Copy every line of the material below word for word, with no changes.
########################################
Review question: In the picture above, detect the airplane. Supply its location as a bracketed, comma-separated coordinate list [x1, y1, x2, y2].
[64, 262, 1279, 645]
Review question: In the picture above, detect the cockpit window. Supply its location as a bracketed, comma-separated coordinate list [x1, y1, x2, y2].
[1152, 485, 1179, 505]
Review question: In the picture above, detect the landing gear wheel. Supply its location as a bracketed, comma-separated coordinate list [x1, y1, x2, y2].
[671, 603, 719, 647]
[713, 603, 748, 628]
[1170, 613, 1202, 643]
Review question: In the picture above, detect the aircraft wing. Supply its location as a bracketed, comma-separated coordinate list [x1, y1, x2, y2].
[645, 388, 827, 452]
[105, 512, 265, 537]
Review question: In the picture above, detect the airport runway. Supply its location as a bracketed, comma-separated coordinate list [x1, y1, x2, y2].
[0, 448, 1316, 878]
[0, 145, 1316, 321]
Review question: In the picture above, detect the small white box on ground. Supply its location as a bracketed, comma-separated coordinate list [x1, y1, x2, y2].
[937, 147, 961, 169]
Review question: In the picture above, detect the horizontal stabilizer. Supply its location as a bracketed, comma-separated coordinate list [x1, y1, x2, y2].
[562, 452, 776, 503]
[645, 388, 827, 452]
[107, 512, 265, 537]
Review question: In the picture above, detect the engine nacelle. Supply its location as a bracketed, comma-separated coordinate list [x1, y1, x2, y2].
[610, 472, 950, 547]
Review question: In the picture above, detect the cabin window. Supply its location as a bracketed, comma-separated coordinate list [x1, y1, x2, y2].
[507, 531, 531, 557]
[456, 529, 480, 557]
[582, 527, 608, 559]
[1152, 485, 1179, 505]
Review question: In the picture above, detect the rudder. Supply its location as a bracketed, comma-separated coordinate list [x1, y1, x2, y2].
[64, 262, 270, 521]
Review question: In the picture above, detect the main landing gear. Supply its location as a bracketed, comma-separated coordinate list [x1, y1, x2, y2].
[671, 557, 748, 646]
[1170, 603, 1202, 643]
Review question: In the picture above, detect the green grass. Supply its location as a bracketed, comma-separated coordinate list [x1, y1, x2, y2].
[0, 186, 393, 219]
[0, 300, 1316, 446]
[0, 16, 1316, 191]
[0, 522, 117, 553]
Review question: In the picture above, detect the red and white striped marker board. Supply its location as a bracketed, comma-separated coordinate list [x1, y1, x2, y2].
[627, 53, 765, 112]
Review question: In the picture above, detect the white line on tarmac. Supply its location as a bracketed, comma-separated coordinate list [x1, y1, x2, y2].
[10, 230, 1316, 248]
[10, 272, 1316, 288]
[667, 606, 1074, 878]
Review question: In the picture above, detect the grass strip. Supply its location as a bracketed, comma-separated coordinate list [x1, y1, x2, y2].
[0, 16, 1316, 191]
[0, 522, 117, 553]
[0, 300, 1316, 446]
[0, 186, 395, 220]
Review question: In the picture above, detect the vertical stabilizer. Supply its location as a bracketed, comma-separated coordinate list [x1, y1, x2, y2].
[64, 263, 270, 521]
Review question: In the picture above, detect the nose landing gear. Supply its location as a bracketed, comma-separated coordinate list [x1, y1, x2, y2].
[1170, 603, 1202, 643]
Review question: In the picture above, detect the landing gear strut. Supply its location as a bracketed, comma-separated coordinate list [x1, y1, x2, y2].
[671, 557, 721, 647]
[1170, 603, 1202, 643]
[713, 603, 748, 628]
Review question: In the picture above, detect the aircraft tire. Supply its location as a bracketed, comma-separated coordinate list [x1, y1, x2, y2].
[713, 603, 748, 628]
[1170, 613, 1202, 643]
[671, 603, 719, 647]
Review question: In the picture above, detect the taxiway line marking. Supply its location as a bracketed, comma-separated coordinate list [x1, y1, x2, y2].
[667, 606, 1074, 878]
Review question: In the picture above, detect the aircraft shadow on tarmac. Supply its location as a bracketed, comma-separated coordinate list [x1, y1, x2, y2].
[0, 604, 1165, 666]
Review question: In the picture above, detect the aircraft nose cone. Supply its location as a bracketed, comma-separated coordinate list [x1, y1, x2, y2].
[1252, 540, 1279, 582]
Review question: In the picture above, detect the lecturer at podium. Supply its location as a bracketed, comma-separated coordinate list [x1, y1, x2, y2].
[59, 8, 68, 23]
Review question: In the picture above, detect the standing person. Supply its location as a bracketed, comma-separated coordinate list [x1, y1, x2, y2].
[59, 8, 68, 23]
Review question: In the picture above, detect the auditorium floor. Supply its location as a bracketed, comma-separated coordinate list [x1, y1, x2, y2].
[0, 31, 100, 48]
########################################
RESPONSE TO THIS TASK:
Review question: In the picture above, detect the airplane. Supply its location as a bracketed, comma-separated coordinate list [x1, y1, x2, y2].
[64, 262, 1279, 645]
Review question: In the picture above, detect the cockpit window. Supply its location as a bracketed, comma-separated coordinate list [x1, y1, x2, y2].
[1152, 485, 1179, 505]
Review question: In the picture above, detect the landing gear wheel. Supply its location as a bracketed, comma-separated coordinate list [x1, y1, x2, y2].
[671, 603, 719, 647]
[713, 603, 748, 628]
[1170, 613, 1202, 643]
Review question: In the picture above, detect the aircraft wing. Supply its location as a bracketed, comma-separated coordinate list [x1, y1, x2, y2].
[645, 388, 827, 452]
[105, 512, 265, 537]
Review question: In the picture above, detect the airport runway. Supply its location as a bracketed, comma-separated coordinate list [x1, y1, x2, y2].
[0, 448, 1316, 878]
[0, 145, 1316, 321]
Review question: In the picture above, detect the small white box on ground. Supply its location as a bracketed, comma-separated coordinate list [x1, y1, x2, y2].
[937, 147, 961, 169]
Review question: In the picture above, detect the horizontal stabilizer. Supply its location as a bracketed, comma-separated coordinate list [x1, y1, x2, y2].
[562, 452, 776, 503]
[645, 388, 827, 452]
[107, 512, 265, 537]
Review question: In the picture above, detect the engine nacelle. Supply its location as a bracketed, comma-separated coordinate list [x1, y1, x2, y2].
[610, 472, 950, 547]
Review question: In the picture above, detect the cabin window. Supply its location as a bracketed, comma-separated coordinate list [x1, y1, x2, y2].
[507, 531, 531, 557]
[456, 529, 480, 557]
[582, 527, 608, 559]
[1152, 485, 1179, 505]
Review question: In the picture above, detect the rudder. Supply its location as a bracketed, comma-separated coordinate list [x1, y1, x2, y2].
[64, 262, 270, 521]
Review question: In the picture above, detect the main landing gear. Supply its location as a bracketed, comma-separated coordinate list [x1, y1, x2, y2].
[671, 557, 748, 646]
[1170, 603, 1202, 643]
Review question: In the picture above, detect the green grass. Supply its location as a bracketed, comma-separated coordinate list [x1, y1, x2, y2].
[0, 186, 393, 219]
[0, 300, 1316, 446]
[0, 16, 1316, 191]
[0, 522, 117, 553]
Review question: In the picture above, detect the red and white striped marker board. Supply its location as a bracketed, comma-separated coordinate list [x1, y1, x2, y2].
[627, 53, 765, 112]
Review question: In the picture above, detect the white line on tarmac. Supply its location as a bracketed, comma-separated coordinate list [x1, y1, x2, y2].
[10, 230, 1316, 248]
[10, 272, 1316, 288]
[667, 606, 1074, 878]
Review question: In the picture above, detect the grass strip. Supply its location as a bracketed, comma-separated coordinate list [x1, y1, x2, y2].
[0, 16, 1316, 191]
[0, 522, 117, 553]
[0, 300, 1316, 446]
[0, 186, 395, 220]
Review question: In the picture above, detect the vertical stabilizer. Supply its location as a bracketed, comma-separated coordinate list [x1, y1, x2, y2].
[64, 263, 270, 521]
Review question: In the picture above, detect the nose landing gear. Supply its location as a bracketed, comma-separated coordinate list [x1, y1, x2, y2].
[1170, 603, 1202, 643]
Review question: In the picture above, detect the landing gear strut. Supply its location as a bracketed, comma-separated coordinate list [x1, y1, x2, y2].
[671, 557, 721, 647]
[1170, 603, 1202, 643]
[713, 603, 748, 628]
Review question: In the picture above, detect the aircraft tire. Supply its location as a bracketed, comma-separated coordinate list [x1, y1, x2, y2].
[713, 603, 748, 628]
[1170, 613, 1202, 643]
[671, 603, 719, 647]
Review question: In the picture above, detect the taxiway line marking. Supply its location as a bracketed, comma-separated coordinate list [x1, y1, x2, y2].
[667, 606, 1074, 878]
Review question: In the picture above, detect the aircraft shadow on tarmac. Supply its location as a bracketed, comma-separated coordinate list [x1, y1, x2, y2].
[0, 604, 1165, 666]
Review question: In the picture above, detect the aircraft nose cone. Supply its location as a bracketed, comma-separated coordinate list [x1, y1, x2, y2].
[1252, 540, 1279, 582]
Review question: In the picture above, detect the lecturer at podium. Supply its location as a bracketed, comma-separated coordinate list [x1, y1, x2, y2].
[59, 8, 68, 23]
Review question: In the picture above, detect the standing person. Supply its location as a bracketed, comma-separated coordinate list [x1, y1, x2, y2].
[59, 8, 68, 23]
Review question: In the picture above, detect the auditorium floor. Supply its location as a bracketed, comma-separated coordinate list [x1, y1, x2, y2].
[0, 31, 100, 48]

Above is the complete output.